(Given information)

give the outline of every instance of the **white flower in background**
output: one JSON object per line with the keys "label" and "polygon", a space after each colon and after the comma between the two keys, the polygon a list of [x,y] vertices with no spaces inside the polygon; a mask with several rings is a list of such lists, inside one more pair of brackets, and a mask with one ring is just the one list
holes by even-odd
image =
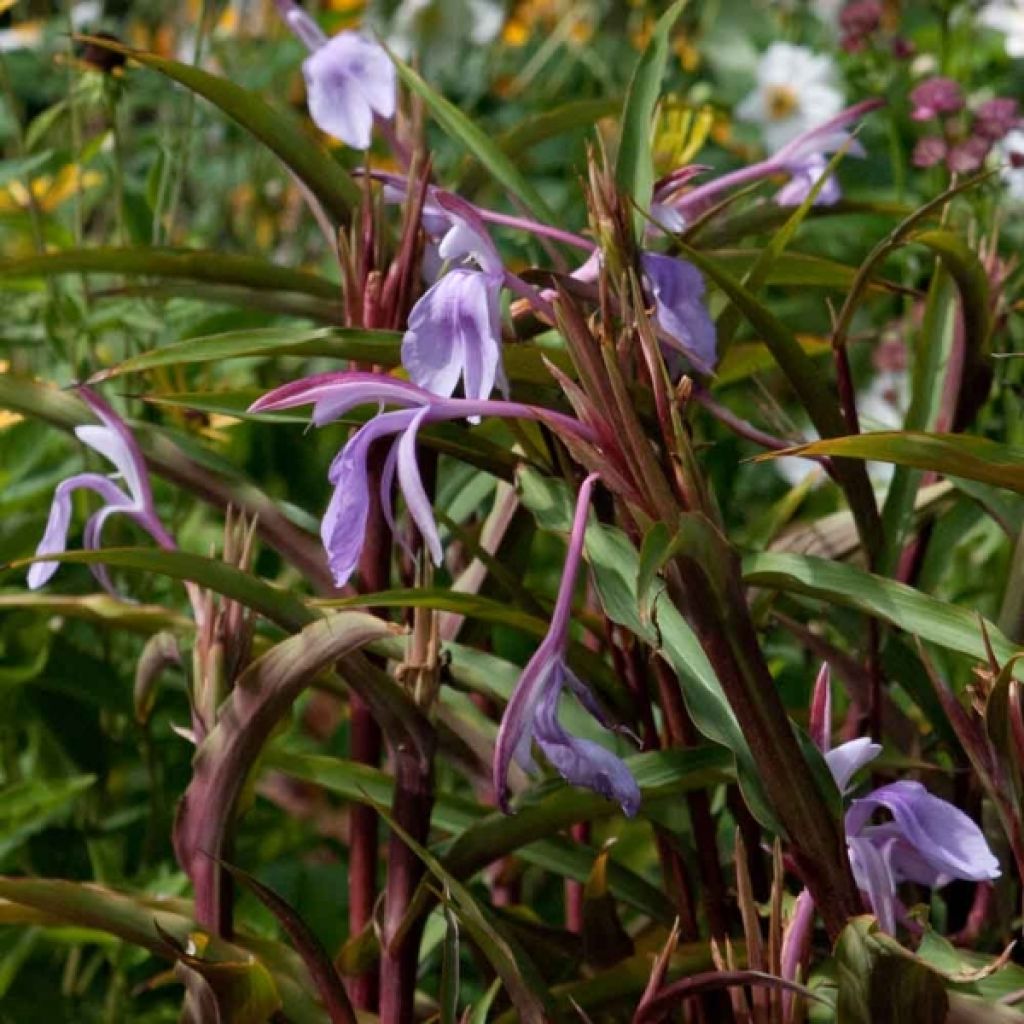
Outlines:
{"label": "white flower in background", "polygon": [[842,109],[830,57],[792,43],[772,43],[758,62],[757,85],[736,116],[760,125],[765,147],[774,153]]}
{"label": "white flower in background", "polygon": [[[910,375],[905,369],[880,370],[866,388],[857,392],[857,419],[861,432],[865,434],[878,430],[902,430],[903,418],[909,408]],[[817,435],[813,429],[808,429],[806,436]],[[790,487],[796,487],[812,476],[815,477],[813,486],[825,480],[825,471],[813,459],[784,455],[781,459],[772,459],[772,465]],[[894,468],[891,463],[866,462],[865,466],[875,487],[888,487]]]}
{"label": "white flower in background", "polygon": [[385,34],[399,57],[418,56],[430,75],[457,67],[467,45],[494,42],[504,24],[504,0],[402,0]]}
{"label": "white flower in background", "polygon": [[[4,5],[0,3],[0,10]],[[76,31],[88,30],[93,23],[103,17],[103,4],[99,0],[83,0],[71,8],[71,27]],[[67,30],[67,22],[63,17],[54,18],[51,24],[58,32]],[[0,53],[11,53],[15,50],[34,50],[43,41],[44,22],[42,20],[23,21],[11,28],[0,29]]]}
{"label": "white flower in background", "polygon": [[995,0],[978,12],[978,21],[1006,36],[1006,52],[1024,57],[1024,0]]}
{"label": "white flower in background", "polygon": [[996,153],[1003,165],[1002,179],[1007,195],[1024,202],[1024,130],[1015,128],[1008,132],[996,146]]}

(End Given information)

Activity:
Every line above has to be output exactly; the pictures must be dropped.

Answer below:
give the outline of every instance of the **white flower in background**
output: one JSON object per line with the keys "label" and "polygon", a space after each colon and after the comma between the two keys, the polygon a list of [x,y] vertices with no spaces inside the polygon; a mask with several rings is a list of such lists, inside one more pair of brackets, and a mask with one ring is just the one list
holes by even-odd
image =
Outlines:
{"label": "white flower in background", "polygon": [[842,109],[830,57],[792,43],[772,43],[758,62],[757,85],[736,116],[760,125],[765,147],[774,153]]}
{"label": "white flower in background", "polygon": [[[910,375],[905,369],[880,370],[866,388],[857,392],[857,419],[861,432],[865,434],[878,430],[902,430],[903,418],[909,408]],[[817,435],[813,429],[808,429],[806,436]],[[790,487],[796,487],[812,476],[815,477],[813,486],[825,480],[825,471],[813,459],[784,455],[781,459],[772,459],[772,465]],[[894,468],[891,463],[866,462],[865,466],[875,487],[888,487]]]}
{"label": "white flower in background", "polygon": [[385,34],[399,57],[418,56],[430,75],[457,67],[467,45],[494,42],[504,24],[504,0],[402,0]]}
{"label": "white flower in background", "polygon": [[[4,5],[0,3],[0,10]],[[76,31],[88,30],[93,23],[103,17],[103,4],[99,0],[83,0],[71,8],[71,27]],[[67,30],[67,22],[63,17],[54,18],[51,24],[58,32]],[[0,53],[11,53],[15,50],[34,50],[43,41],[44,22],[42,20],[23,21],[11,28],[0,29]]]}
{"label": "white flower in background", "polygon": [[995,0],[978,12],[978,21],[1006,36],[1006,52],[1024,57],[1024,0]]}
{"label": "white flower in background", "polygon": [[996,153],[1003,165],[1002,179],[1007,195],[1024,202],[1024,130],[1015,128],[1008,132],[996,146]]}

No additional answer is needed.